-------- PASSAGE PROVIDED

I have my basics worked out for the most part. I will probably place an order of everything I want sometime this week. Im off of work all next week so I can spend a lot of time setting up the rocks and drifwood, and planting the plants. 

Im going to leave the carbon out and just filter with those pads. For the lighting, its going to be around 2wpg and no CO2 for now. Im going to use excel and see how that works out. Im sticking to fairly simple plants anyway.. Java fern/moss, anubis, and water sprite. 

Thanks for the help so far. Im sure I'll come up with plenty more questions. I'll be keeping a digital log of my tank so I'll be putting up some pics for sure.


----------



## K20A2 (Aug 12, 2006)

When changing water or adding water... 

Is it recommended to let it sit for a day or so and then put it in the tank? Or, would it be better to use warm water straight from the tap and immediately condition it?

I have some stress coat coming my way. Can that be used to eliminate all chlorine and chloramine instantly so you can use warm water for your water changes?


----------



## Wood (Jul 27, 2006)

If you have a heater I would NOT use warm water at all. Just use the regular tap, the heater will take care of it. Stress Coat is great stuff, removes chlorine and chloramine and helps the protective coat of the fish. 

When I do water changes I just pour in the water straight from the tap, and then condition it. The chlorine gets removed very fast, and I have NEVER had a problem this way. I have several rummy nose tetras and it does not affect them at all, and these fish are fragile.

----------------
-------- AVAILABLE DATA

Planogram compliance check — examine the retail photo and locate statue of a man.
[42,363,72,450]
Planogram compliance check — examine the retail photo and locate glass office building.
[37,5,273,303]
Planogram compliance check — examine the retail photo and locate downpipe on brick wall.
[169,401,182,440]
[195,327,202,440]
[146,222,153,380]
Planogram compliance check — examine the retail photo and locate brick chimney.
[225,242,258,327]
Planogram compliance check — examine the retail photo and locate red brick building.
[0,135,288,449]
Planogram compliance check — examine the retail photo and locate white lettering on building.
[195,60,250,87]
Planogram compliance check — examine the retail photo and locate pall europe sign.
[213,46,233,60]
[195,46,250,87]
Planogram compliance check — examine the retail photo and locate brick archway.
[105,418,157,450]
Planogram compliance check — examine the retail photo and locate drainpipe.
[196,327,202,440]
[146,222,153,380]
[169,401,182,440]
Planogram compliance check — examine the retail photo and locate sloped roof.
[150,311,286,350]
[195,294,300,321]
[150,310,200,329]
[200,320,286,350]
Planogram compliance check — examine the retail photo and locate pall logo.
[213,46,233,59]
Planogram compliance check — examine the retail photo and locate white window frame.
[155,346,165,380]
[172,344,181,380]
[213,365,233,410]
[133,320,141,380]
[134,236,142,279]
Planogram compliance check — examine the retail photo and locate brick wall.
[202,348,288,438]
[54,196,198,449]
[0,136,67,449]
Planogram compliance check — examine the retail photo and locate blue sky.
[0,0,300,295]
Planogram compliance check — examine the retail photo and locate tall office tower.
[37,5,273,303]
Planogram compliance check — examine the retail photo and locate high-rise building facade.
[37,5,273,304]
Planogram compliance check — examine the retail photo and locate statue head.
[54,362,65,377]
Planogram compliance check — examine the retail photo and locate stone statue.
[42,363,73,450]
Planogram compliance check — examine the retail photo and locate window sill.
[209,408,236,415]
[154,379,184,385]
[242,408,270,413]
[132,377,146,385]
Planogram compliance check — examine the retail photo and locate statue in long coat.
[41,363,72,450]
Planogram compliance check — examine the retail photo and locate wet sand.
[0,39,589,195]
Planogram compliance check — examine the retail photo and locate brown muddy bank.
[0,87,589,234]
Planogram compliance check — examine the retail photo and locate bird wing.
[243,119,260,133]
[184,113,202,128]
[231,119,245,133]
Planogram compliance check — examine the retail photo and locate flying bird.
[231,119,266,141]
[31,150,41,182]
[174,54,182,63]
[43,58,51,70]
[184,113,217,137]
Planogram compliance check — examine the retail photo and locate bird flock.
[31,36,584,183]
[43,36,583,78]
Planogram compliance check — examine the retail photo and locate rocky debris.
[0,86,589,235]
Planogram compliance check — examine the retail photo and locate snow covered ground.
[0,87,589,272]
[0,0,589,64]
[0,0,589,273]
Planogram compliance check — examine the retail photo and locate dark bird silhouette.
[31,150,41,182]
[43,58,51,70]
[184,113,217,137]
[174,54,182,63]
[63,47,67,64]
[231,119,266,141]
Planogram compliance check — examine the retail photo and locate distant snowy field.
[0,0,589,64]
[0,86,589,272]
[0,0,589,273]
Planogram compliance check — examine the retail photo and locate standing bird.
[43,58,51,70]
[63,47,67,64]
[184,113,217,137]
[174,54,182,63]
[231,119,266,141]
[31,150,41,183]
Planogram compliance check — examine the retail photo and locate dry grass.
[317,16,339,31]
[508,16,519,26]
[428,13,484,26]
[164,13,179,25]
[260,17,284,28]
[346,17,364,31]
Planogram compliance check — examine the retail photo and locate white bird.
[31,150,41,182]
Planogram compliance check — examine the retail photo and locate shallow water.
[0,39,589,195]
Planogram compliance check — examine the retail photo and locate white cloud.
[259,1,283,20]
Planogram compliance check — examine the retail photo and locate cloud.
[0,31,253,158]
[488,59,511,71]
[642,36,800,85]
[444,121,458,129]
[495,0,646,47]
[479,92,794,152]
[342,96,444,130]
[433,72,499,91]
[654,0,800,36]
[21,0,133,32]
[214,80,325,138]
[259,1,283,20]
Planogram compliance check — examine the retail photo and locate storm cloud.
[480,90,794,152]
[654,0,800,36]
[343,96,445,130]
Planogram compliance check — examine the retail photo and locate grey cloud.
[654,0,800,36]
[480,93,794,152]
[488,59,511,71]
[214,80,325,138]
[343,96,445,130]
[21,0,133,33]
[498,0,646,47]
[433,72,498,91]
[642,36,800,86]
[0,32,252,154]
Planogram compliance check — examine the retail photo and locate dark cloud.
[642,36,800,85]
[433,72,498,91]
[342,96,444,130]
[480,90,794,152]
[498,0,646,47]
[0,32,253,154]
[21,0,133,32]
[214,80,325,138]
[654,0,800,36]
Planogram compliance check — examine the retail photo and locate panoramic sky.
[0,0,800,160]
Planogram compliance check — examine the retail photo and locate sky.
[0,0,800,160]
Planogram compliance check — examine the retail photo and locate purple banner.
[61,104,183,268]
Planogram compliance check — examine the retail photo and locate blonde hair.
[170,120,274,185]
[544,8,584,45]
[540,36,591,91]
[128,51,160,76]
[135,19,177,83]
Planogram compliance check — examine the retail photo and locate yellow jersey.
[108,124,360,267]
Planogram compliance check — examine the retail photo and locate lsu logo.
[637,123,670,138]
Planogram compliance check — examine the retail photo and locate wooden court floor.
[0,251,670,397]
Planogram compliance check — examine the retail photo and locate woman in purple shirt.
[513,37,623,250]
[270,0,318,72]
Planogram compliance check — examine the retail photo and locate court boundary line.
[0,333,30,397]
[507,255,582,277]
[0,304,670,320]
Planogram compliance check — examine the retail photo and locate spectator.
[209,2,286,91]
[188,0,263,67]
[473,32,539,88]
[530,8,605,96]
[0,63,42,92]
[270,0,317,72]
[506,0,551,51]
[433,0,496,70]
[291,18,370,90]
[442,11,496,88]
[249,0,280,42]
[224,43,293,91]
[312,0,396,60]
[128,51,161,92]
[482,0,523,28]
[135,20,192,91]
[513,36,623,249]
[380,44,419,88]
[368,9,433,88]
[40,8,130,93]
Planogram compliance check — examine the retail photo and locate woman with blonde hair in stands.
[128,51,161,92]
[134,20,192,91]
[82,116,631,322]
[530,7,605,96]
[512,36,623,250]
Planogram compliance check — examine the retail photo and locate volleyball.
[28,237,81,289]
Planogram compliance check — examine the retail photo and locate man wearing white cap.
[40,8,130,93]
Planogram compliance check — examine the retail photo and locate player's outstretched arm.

----------------

GOAL OF THE EXERCISE
Please transcribe everything in the aquarium thread from "Im going to leave" down to "or adding water...".

OUTPUT BELOW
Im going to leave the carbon out and just filter with those pads. For the lighting, its going to be around 2wpg and no CO2 for now. Im going to use excel and see how that works out. Im sticking to fairly simple plants anyway.. Java fern/moss, anubis, and water sprite. 

Thanks for the help so far. Im sure I'll come up with plenty more questions. I'll be keeping a digital log of my tank so I'll be putting up some pics for sure.


----------



## K20A2 (Aug 12, 2006)

When changing water or adding water...